#### PASSAGE TO READ ####
Lewis & Clark Caverns State Park, Montana

August 11th


The Lewis & Clark Caverns Visitor Center


A mountain lion keeping watch at the front door of the Visitor Center


Sissy took this pic of a doe and her fawn as we descended off the mountain on the bike


And, who said Sissy didn´t know how to cook pork chops over a fire?


The setting sun from our campsite. Looked like the mountain was on fire

A quick trip to the campground office for uploading the web site and checking email was first before heading out of Idaho and into Montana. We´d already showered, got dressed and packed up our things so there was nothing left to do after our internet work.

We stayed on I90 eastbound the entire way traveling through mountains and valleys. The mountain uphills went on for miles at about 5%-6% grades, but we went downhill about the same amount so it was a wash. Before we knew it we were in Montana because the panhandle of Idaho is small. Stopping for lunch in Montana at a rest area was a breeze. John cranked up the generator and Sissy heated the spaghetti in the microwave. Left over from the previous night´s dinner, the spaghetti (with Sissy´s special sauce) and the tossed salad was just as good.


John posing for a pic at one of the mountain viewpoints


We drove through the Idaho National Forest, the Lolo National Forest, past the Flathead Indian Reservation, through the Garnet Mountain Range, through Missoula, past a buffalo heard and finally through Butte at the foot of the Rocky Mountains. Fuel stops were few and far between, but we made it to Butte before having to refuel the truck. There was also a discount tobacco store there at the truck stop so we stocked up.

It was time to start searching for a campground in our books. There were many along our route, and most of them appeared to be no more than half full. Then, we saw a sign indicating Lewis & Clark Caverns State Park next right. We´d seen the park in the Atlas and were going to check it out anyway. Boy, are we glad we went there. Not only was it right on the way to Yellowstone National Park, but it was beautiful as well. There were no hookups, but it had a dump station and water. We parked the rig and immediately took the bike out for a ride up into the mountains and toward the caverns.
#### MATERIALS PROVIDED ####
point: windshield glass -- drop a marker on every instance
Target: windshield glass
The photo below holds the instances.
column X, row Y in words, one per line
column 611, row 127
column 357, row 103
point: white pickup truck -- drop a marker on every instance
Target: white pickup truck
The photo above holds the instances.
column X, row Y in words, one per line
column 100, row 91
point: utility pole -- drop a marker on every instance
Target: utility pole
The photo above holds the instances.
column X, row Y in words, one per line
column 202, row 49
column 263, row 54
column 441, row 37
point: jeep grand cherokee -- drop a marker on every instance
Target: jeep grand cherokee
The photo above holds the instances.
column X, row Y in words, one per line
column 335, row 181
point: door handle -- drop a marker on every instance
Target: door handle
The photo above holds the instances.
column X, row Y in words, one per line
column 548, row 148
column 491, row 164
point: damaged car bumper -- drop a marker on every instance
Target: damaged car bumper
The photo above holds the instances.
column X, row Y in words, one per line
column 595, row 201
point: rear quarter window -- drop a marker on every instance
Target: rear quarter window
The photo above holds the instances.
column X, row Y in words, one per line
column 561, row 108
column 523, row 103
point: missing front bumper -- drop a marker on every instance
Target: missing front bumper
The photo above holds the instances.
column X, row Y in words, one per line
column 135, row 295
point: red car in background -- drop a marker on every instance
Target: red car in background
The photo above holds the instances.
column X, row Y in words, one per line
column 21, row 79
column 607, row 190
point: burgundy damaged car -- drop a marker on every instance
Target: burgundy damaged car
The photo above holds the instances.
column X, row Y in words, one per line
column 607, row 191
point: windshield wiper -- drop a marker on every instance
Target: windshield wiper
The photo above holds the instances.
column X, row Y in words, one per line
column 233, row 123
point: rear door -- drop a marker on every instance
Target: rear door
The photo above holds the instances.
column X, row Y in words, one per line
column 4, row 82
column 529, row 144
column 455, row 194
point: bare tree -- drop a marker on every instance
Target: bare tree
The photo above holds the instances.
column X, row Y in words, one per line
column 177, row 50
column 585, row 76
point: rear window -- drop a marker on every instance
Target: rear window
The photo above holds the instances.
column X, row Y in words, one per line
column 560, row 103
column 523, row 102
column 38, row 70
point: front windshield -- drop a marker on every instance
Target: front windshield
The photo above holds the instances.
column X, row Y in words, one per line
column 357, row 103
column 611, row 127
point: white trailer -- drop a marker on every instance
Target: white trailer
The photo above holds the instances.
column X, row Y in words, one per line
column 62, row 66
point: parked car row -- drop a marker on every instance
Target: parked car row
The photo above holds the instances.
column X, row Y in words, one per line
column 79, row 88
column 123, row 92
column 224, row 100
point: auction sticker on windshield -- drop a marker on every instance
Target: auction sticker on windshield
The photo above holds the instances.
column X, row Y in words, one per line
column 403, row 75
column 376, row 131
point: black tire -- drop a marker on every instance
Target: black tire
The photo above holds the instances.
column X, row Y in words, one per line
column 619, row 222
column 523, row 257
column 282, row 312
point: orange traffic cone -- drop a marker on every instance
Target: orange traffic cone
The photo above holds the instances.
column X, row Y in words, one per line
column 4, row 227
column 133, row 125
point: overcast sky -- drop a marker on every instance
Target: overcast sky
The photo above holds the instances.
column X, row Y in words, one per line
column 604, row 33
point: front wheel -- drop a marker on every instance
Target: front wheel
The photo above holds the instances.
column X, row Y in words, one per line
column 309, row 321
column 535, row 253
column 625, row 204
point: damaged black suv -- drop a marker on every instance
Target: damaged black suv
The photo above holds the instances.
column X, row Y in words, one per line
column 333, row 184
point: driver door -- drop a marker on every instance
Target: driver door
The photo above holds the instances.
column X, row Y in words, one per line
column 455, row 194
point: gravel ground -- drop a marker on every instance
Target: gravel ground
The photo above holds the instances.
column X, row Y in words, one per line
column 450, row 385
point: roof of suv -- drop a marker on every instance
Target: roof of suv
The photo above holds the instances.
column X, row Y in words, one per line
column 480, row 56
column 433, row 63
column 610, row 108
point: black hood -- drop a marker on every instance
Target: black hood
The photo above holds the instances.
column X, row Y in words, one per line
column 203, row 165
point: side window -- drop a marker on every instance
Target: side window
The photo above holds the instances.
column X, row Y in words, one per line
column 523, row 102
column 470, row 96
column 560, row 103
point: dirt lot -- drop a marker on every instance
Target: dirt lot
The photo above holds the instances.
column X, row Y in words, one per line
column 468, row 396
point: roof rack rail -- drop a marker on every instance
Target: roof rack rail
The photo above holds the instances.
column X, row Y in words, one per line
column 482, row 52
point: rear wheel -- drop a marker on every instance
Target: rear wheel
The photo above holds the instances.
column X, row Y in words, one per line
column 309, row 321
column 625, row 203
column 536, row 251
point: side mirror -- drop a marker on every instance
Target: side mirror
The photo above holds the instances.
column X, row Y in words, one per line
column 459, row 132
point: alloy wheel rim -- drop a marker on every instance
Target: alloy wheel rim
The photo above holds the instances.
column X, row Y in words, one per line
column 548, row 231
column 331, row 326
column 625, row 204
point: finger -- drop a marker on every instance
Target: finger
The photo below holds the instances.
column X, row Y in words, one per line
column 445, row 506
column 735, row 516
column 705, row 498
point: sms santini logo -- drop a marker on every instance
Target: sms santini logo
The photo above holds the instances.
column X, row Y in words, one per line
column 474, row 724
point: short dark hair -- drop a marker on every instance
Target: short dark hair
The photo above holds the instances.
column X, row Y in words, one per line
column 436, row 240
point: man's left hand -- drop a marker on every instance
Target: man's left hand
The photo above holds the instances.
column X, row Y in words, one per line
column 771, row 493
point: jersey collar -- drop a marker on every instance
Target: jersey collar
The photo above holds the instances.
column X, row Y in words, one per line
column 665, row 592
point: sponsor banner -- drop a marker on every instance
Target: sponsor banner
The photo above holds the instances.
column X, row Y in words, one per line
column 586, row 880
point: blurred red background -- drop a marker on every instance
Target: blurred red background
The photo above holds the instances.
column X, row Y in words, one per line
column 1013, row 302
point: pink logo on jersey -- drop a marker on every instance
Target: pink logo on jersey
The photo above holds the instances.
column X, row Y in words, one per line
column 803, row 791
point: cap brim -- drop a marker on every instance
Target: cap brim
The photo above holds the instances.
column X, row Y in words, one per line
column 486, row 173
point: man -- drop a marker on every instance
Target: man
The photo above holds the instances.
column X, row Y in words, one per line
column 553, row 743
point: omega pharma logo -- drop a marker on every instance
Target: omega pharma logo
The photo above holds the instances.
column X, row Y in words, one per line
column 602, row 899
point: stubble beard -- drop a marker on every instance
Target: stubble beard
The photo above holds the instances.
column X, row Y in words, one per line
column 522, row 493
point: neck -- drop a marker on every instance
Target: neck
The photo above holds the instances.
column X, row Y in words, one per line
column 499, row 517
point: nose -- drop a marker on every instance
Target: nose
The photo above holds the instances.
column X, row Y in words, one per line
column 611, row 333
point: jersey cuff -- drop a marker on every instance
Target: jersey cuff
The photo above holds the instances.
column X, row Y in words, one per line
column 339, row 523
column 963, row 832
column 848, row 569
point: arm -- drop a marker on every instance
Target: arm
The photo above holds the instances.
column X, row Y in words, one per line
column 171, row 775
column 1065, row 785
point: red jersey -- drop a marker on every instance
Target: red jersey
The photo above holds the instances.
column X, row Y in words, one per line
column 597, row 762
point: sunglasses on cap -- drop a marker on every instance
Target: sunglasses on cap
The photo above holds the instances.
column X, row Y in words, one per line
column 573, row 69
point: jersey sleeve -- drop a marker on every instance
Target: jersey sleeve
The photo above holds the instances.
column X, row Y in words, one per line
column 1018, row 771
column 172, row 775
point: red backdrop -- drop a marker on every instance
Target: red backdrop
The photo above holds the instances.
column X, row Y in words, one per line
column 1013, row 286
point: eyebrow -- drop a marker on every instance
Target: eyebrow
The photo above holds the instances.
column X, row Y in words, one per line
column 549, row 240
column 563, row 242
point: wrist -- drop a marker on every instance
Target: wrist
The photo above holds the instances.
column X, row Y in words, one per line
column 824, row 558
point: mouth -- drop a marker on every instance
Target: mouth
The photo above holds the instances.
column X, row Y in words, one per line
####
### WRITTEN TASKS
(a) Retype the travel entry from "Sissy took this" to "over a fire?" word for word.
(b) Repeat the rows from the line with "point: alloy wheel" to the line with "column 665, row 592", including both of those lines.

### THE ANSWERS
(a)
Sissy took this pic of a doe and her fawn as we descended off the mountain on the bike


And, who said Sissy didn´t know how to cook pork chops over a fire?

(b)
point: alloy wheel rim -- drop a marker on every instance
Target: alloy wheel rim
The photo above holds the instances.
column X, row Y in words, one per line
column 548, row 231
column 331, row 326
column 625, row 204
point: finger -- drop a marker on every instance
Target: finger
The photo below holds the instances.
column X, row Y in words, one per line
column 445, row 506
column 735, row 516
column 705, row 498
point: sms santini logo -- drop a marker on every instance
Target: sms santini logo
The photo above holds the instances.
column X, row Y in words, one per line
column 474, row 724
point: short dark hair -- drop a marker on every instance
Target: short dark hair
The photo above holds the instances.
column X, row Y in words, one per line
column 436, row 240
point: man's left hand -- drop a marker on every instance
Target: man's left hand
The photo above holds the instances.
column X, row Y in words, one per line
column 771, row 493
point: jersey collar -- drop a marker on every instance
Target: jersey collar
The photo above holds the instances.
column X, row Y in words, one per line
column 665, row 592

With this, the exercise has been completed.